I have a large pandas dataframe df1 that contains whole user agents in col1 and the contained Chrome version in col2 (col2 is generated based on regex patterns applied to col1).
col1, col2
Mozilla/5.0 (X11; Linux x86_64) Chrome/14.0.2785.89 Safari/537.36, Chrome/14
Mozilla/5.0 (X11; Linux x86_64) Chrome/15.0.2743.98 Safari/537.36, Chrome/15
Mozilla/5.0 (X11; Linux x86_64) Chrome/22 Safari/537.36, None
I want to replace the Chrome version number in col1 with a random integer above a threshold if the same number in col2 is below this threshold. Note that col2 is None if the threshold is met.
I know that in this context, I need to df.apply with axis = 1 in order to access both column values at the same time.
However, when I do:
df1.loc[(df1.col2 is not None), 'col1'] =
df1.apply(lambda x: x['col1'].replace(x['col2'], randint(20, 60)), axis=1)

Work instructions:
a - Translate this sentence from the pandas post into Spanish: "I know that in this context, I need to df.apply with axis = 1 in order to access both column values at the same time."
b - Answer these from the pandas post:
(i) What does col1 hold?
(ii) Under what condition is col2 None?
(iii) Which two numbers are passed to randint in the code?
c - Reproduce the pandas post between "I have a large" and "the same time.", inclusive.
The records below are separate from the pandas post.

Listed entries:
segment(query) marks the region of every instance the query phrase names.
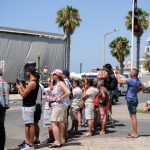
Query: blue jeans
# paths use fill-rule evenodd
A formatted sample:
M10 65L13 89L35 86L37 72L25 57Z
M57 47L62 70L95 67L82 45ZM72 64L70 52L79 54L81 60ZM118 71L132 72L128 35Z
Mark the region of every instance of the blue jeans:
M136 114L136 108L138 106L138 101L132 101L132 100L127 100L127 106L128 106L128 110L129 110L129 114L130 115L134 115Z
M0 150L4 150L5 147L5 127L4 127L4 121L5 121L5 108L0 106Z

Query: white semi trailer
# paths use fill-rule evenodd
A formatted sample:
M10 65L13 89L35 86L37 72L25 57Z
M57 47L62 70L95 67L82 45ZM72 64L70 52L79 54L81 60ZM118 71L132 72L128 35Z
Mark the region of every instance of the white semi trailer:
M48 66L64 69L66 37L63 34L0 27L0 67L4 79L15 83L23 76L26 62L37 62L39 68Z

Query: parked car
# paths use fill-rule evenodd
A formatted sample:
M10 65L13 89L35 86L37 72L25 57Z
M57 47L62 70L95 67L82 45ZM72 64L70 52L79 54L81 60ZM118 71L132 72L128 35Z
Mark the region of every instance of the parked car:
M127 80L127 75L120 75L121 80ZM118 85L119 95L126 95L127 92L127 84L119 84Z
M119 90L118 89L112 92L111 102L112 102L112 105L115 105L117 102L119 102Z
M145 89L143 90L143 93L150 93L150 81L144 84Z

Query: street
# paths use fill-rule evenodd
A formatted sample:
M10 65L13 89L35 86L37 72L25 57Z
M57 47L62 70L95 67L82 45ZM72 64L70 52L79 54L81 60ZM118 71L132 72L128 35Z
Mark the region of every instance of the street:
M149 93L140 93L139 94L139 107L142 108L147 100L150 100ZM22 112L21 112L21 100L12 100L11 101L11 108L7 111L6 114L6 149L18 149L18 144L24 140L24 124L22 121ZM128 115L128 111L126 108L126 102L124 100L124 96L119 98L119 103L117 105L113 105L113 114L112 118L115 122L115 128L108 128L108 134L104 136L100 136L99 132L96 133L94 136L91 137L84 137L83 134L86 132L86 128L79 128L80 134L70 137L68 142L70 149L73 149L74 146L84 145L87 142L93 141L105 141L107 139L111 142L115 138L125 138L127 137L128 133L130 133L131 123L130 118ZM138 131L141 137L148 137L150 136L150 126L149 126L150 114L141 114L138 113ZM37 149L41 149L45 147L48 149L48 145L45 144L45 140L47 139L47 128L43 127L42 119L40 121L41 133L40 133L40 140L41 146L37 147ZM138 138L140 139L140 137ZM83 142L82 142L83 141ZM84 143L84 144L83 144ZM105 142L104 142L105 143ZM69 148L67 146L67 148ZM84 145L86 146L86 145ZM64 146L65 147L65 146ZM106 148L106 147L105 147ZM109 149L109 148L108 148ZM116 146L116 149L120 149Z

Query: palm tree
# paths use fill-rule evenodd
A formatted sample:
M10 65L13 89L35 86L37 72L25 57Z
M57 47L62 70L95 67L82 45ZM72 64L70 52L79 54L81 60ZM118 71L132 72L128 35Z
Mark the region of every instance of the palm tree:
M149 22L148 22L148 16L149 14L141 9L136 8L136 14L137 14L137 25L139 27L138 31L134 31L134 36L137 38L137 58L136 58L136 67L139 70L139 61L140 61L140 40L143 32L148 28ZM126 27L128 30L132 30L132 11L128 12L128 16L126 18ZM135 29L135 26L134 26Z
M145 53L144 58L144 68L150 72L150 52Z
M109 47L112 56L120 63L120 73L123 74L123 62L130 53L129 41L125 37L117 37L109 44Z
M72 6L68 6L60 9L57 12L56 23L59 27L63 27L63 31L66 34L66 69L70 69L70 44L71 35L74 33L76 27L80 26L79 11Z

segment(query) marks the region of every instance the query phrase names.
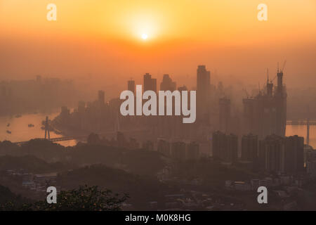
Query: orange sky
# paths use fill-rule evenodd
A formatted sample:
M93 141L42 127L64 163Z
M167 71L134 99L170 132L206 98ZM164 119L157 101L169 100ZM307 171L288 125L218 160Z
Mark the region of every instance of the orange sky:
M49 3L57 21L46 20ZM184 83L205 64L219 79L256 83L287 59L288 84L315 85L315 0L0 0L0 76L169 73Z

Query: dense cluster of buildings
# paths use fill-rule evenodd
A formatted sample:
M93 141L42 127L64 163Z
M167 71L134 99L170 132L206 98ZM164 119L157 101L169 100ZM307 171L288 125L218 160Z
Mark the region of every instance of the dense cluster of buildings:
M98 91L94 102L80 101L72 113L62 108L54 122L77 131L96 132L113 139L116 136L114 145L127 148L142 146L178 160L212 155L225 164L239 163L267 172L301 172L306 161L304 140L297 136L285 136L287 90L283 72L278 70L275 79L268 78L265 89L259 89L255 97L242 100L240 116L232 113L232 101L223 83L217 87L211 84L211 72L205 65L199 65L197 86L193 88L197 91L195 123L183 124L180 117L174 115L124 117L119 113L121 101L105 102L103 91ZM159 86L163 91L187 90L185 86L177 87L167 74L163 75ZM129 80L127 88L135 94L135 82ZM157 92L157 79L145 74L143 88L143 91ZM310 169L312 162L308 162Z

Exercise answers:
a - Sé que, en este contexto, necesito usar df.apply con axis = 1 para acceder a los valores de ambas columnas al mismo tiempo.

b -
(i) Whole user agents.
(ii) When the threshold is met.
(iii) 20 and 60.

c -
I have a large pandas dataframe df1 that contains whole user agents in col1 and the contained Chrome version in col2 (col2 is generated based on regex patterns applied to col1).
col1, col2
Mozilla/5.0 (X11; Linux x86_64) Chrome/14.0.2785.89 Safari/537.36, Chrome/14
Mozilla/5.0 (X11; Linux x86_64) Chrome/15.0.2743.98 Safari/537.36, Chrome/15
Mozilla/5.0 (X11; Linux x86_64) Chrome/22 Safari/537.36, None
I want to replace the Chrome version number in col1 with a random integer above a threshold if the same number in col2 is below this threshold. Note that col2 is None if the threshold is met.
I know that in this context, I need to df.apply with axis = 1 in order to access both column values at the same time.